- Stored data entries
▬▬▬

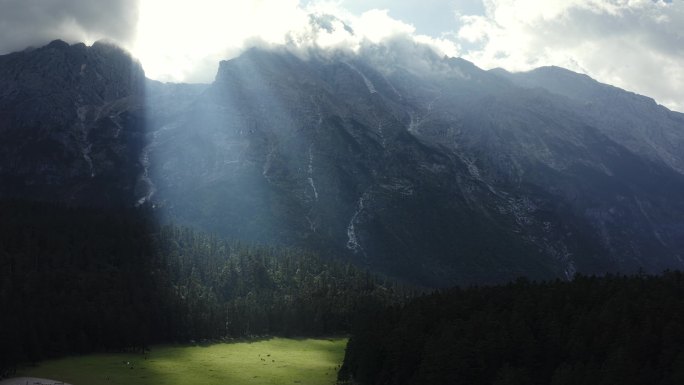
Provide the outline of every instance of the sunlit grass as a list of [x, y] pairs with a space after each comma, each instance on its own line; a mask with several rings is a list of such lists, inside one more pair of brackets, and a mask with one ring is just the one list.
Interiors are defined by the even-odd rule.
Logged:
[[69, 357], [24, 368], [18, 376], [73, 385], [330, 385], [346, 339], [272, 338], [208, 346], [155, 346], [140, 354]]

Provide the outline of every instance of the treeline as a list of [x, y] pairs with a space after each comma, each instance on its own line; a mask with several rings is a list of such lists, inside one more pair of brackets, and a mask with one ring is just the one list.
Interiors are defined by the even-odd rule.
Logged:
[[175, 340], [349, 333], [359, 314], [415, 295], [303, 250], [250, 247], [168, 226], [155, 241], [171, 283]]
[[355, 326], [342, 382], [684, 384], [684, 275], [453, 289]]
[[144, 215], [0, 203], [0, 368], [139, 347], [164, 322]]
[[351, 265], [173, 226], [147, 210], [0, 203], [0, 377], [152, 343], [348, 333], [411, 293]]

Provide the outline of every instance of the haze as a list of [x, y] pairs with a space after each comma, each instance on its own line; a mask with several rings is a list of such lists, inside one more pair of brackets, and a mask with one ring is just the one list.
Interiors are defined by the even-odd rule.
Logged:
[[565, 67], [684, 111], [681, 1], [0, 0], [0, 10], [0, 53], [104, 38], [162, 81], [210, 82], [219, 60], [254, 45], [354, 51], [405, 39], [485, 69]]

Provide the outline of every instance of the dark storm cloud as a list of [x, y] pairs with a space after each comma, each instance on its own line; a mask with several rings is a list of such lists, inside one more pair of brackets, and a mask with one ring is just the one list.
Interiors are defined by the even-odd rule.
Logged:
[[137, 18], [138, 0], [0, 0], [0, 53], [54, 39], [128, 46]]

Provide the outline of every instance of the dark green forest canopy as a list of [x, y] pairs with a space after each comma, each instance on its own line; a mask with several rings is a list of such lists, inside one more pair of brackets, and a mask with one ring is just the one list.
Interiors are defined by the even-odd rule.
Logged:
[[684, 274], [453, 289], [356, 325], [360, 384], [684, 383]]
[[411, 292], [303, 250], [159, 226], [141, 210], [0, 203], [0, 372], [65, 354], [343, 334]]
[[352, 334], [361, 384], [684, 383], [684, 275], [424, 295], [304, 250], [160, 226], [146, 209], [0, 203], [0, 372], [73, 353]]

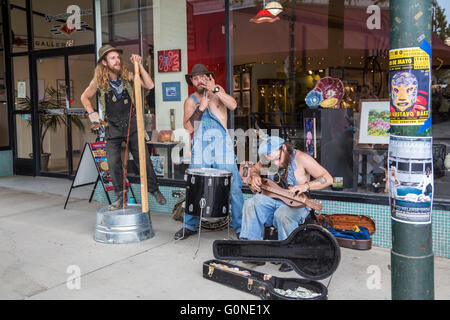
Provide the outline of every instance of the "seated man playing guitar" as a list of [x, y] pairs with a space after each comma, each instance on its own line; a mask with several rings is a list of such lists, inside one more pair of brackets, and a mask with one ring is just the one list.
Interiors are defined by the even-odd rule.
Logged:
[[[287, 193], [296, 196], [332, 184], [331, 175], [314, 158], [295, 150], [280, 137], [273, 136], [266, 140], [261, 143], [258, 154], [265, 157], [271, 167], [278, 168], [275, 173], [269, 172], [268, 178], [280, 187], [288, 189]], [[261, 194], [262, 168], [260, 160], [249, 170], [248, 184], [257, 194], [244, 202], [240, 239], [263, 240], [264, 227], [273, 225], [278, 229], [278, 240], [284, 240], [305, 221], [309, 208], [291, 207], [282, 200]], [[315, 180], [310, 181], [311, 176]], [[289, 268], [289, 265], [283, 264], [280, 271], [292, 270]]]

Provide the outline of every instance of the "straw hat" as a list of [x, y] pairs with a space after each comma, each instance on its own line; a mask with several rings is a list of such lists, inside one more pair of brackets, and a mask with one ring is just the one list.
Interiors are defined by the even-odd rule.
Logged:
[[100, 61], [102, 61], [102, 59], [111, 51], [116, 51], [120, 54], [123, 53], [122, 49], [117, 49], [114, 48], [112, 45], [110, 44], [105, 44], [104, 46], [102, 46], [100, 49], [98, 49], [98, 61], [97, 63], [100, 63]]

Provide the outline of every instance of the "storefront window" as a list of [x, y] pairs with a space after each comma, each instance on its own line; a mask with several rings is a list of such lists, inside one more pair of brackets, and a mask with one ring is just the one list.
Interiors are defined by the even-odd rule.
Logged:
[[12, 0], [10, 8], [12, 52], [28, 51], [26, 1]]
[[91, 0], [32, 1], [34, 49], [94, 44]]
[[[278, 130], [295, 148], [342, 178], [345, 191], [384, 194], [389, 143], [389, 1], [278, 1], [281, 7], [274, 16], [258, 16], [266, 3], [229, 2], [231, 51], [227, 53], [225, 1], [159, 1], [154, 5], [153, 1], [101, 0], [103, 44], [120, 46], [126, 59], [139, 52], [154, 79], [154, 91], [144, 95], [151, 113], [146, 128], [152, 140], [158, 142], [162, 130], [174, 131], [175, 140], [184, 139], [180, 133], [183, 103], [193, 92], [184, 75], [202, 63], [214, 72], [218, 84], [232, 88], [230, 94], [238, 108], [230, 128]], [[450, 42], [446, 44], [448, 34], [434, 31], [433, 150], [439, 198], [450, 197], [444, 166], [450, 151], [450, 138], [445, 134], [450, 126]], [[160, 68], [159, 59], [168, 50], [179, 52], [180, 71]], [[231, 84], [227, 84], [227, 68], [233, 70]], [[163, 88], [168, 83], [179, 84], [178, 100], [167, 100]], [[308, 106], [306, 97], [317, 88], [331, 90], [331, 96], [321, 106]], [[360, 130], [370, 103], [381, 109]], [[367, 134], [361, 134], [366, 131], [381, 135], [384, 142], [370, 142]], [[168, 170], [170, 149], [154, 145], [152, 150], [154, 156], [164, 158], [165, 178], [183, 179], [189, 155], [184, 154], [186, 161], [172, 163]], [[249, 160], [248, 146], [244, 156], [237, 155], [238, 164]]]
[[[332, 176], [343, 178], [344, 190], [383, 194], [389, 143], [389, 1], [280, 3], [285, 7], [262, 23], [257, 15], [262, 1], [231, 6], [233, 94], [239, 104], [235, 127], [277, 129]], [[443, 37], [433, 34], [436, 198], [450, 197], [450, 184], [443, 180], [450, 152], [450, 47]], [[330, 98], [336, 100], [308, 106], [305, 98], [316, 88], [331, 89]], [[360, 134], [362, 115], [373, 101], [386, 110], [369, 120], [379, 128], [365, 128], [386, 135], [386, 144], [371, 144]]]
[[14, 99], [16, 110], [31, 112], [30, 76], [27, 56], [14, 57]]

▬▬▬

Only the text of the records above is to be reproduced, exactly as given; the pictures are dropped.

- Response area
Provide the outline of every instance of the sunlit grass as a list of [x, y] pairs with a space after each comma, each instance on its own line; a mask with several rings is a list of such lists, inside one more pair of brackets, and a mask with one ring is just the one list.
Interiors are defined by the even-odd rule.
Logged:
[[69, 357], [24, 368], [18, 376], [73, 385], [330, 385], [346, 339], [272, 338], [208, 346], [155, 346], [140, 354]]

Provide the outline of every instance of the treeline as a list of [x, y] pairs with a space after each comma, each instance on its own line; a mask with several rings is a list of such lists, inside one more pair of brackets, and a mask with one ring is just the one list.
Interiors are defined by the even-odd rule.
Logged:
[[175, 340], [349, 333], [359, 314], [415, 295], [303, 250], [250, 247], [168, 226], [155, 241], [171, 283]]
[[355, 326], [342, 382], [684, 384], [684, 275], [453, 289]]
[[144, 215], [0, 203], [0, 368], [139, 347], [164, 322]]
[[351, 265], [173, 226], [147, 210], [0, 203], [0, 377], [152, 343], [348, 333], [411, 293]]

Provide the outline of every instance of the haze as a list of [x, y] pairs with a space after each comma, each instance on its own line; a mask with several rings is a list of such lists, inside one more pair of brackets, and a mask with one ring is just the one list.
Interiors are defined by the even-odd rule.
Logged:
[[565, 67], [684, 111], [681, 1], [0, 0], [0, 10], [0, 53], [104, 38], [162, 81], [210, 82], [219, 60], [254, 45], [354, 51], [405, 39], [485, 69]]

Provide the outline of every instance of the dark storm cloud as a list of [x, y] pairs with a space after each comma, each instance on its own line; a mask with several rings is a list of such lists, inside one more pair of brackets, and a mask with one ring is just the one list.
Interiors are defined by the even-odd rule.
Logged:
[[137, 18], [138, 0], [0, 0], [0, 53], [54, 39], [128, 46]]

Provide the outline of every instance of the dark green forest canopy as a list of [x, y] pairs with a space after each comma, each instance on its own line; a mask with several rings is a list of such lists, inside one more pair of brackets, and a mask with one ring is just the one list.
Interiors are defined by the even-odd rule.
Logged:
[[684, 274], [453, 289], [356, 325], [360, 384], [684, 383]]
[[411, 292], [303, 250], [159, 226], [141, 210], [0, 203], [0, 372], [65, 354], [343, 334]]
[[352, 334], [361, 384], [684, 383], [684, 275], [424, 295], [304, 250], [160, 226], [146, 209], [0, 203], [0, 372], [73, 353]]

Provide the outline of every instance of the "seated man playing guitar" as a list of [x, y] pairs with a space after each comma, each instance on its own line; a mask with several rings is a list of such lists, inside one more pair of brackets, and a mask with one ring is just the one list.
Interiors are defined by the even-odd rule.
Logged:
[[[287, 193], [296, 196], [332, 184], [331, 175], [314, 158], [295, 150], [280, 137], [273, 136], [266, 140], [261, 143], [258, 154], [265, 157], [271, 167], [278, 168], [275, 173], [269, 172], [268, 178], [280, 187], [288, 189]], [[261, 194], [262, 168], [260, 160], [249, 170], [248, 184], [257, 194], [244, 202], [240, 239], [263, 240], [264, 227], [273, 225], [278, 229], [278, 240], [284, 240], [305, 221], [309, 208], [291, 207], [282, 200]], [[315, 180], [310, 181], [311, 176]], [[289, 268], [289, 265], [283, 264], [280, 271], [292, 270]]]

Provide the outline of every instance of the "straw hat" as a list of [x, y] pairs with a space after each comma, each instance on its own line; a mask with several rings is a list of such lists, inside one more pair of brackets, and a mask with one ring is just the one list.
Interiors are defined by the even-odd rule.
Logged:
[[100, 61], [102, 61], [102, 59], [111, 51], [116, 51], [120, 54], [123, 53], [122, 49], [117, 49], [114, 48], [112, 45], [110, 44], [105, 44], [104, 46], [102, 46], [100, 49], [98, 49], [98, 61], [97, 63], [100, 63]]

Provide the outline of every instance of the "storefront window" as a list of [x, y] pairs with a space after each comma, each instance on its own line; a mask with several rings is a list of such lists, inside one more pair of brackets, and a mask with one ring is just the one list.
Interiors are defined by the even-odd rule.
Logged:
[[12, 0], [10, 8], [12, 52], [28, 51], [26, 1]]
[[91, 0], [32, 1], [34, 49], [94, 44]]
[[[278, 130], [295, 148], [342, 178], [345, 191], [384, 194], [389, 143], [389, 1], [278, 1], [281, 7], [274, 16], [258, 16], [266, 3], [229, 2], [231, 51], [227, 53], [225, 1], [159, 1], [154, 5], [153, 1], [101, 0], [103, 44], [120, 46], [126, 59], [139, 52], [154, 79], [154, 91], [144, 95], [151, 113], [146, 128], [152, 140], [158, 142], [162, 130], [174, 131], [175, 140], [184, 139], [180, 133], [183, 103], [193, 92], [184, 75], [202, 63], [214, 72], [218, 84], [232, 88], [230, 94], [238, 108], [230, 128]], [[450, 42], [446, 44], [448, 34], [434, 31], [433, 150], [439, 198], [450, 197], [444, 166], [450, 151], [450, 138], [445, 134], [450, 126]], [[160, 68], [159, 59], [168, 50], [179, 52], [180, 71]], [[231, 84], [227, 84], [227, 68], [233, 70]], [[163, 88], [168, 83], [179, 84], [178, 100], [167, 100]], [[308, 106], [306, 97], [317, 88], [331, 90], [331, 96], [321, 106]], [[360, 130], [370, 103], [381, 109]], [[367, 134], [361, 134], [366, 131], [381, 135], [384, 142], [370, 142]], [[168, 170], [170, 149], [154, 145], [152, 150], [154, 156], [164, 158], [165, 178], [183, 179], [189, 155], [184, 154], [186, 161], [172, 163]], [[249, 160], [248, 146], [244, 156], [237, 155], [238, 164]]]
[[[332, 176], [343, 178], [344, 190], [383, 194], [389, 143], [389, 1], [280, 3], [285, 7], [262, 23], [257, 15], [262, 1], [231, 6], [233, 94], [239, 104], [235, 127], [277, 129]], [[443, 37], [433, 34], [436, 198], [450, 197], [450, 184], [443, 180], [450, 152], [450, 47]], [[330, 98], [336, 100], [308, 106], [305, 98], [316, 88], [331, 89]], [[360, 134], [362, 115], [373, 101], [386, 110], [369, 120], [379, 128], [365, 128], [386, 135], [386, 144], [371, 144]]]
[[14, 99], [16, 110], [31, 112], [30, 76], [27, 56], [14, 57]]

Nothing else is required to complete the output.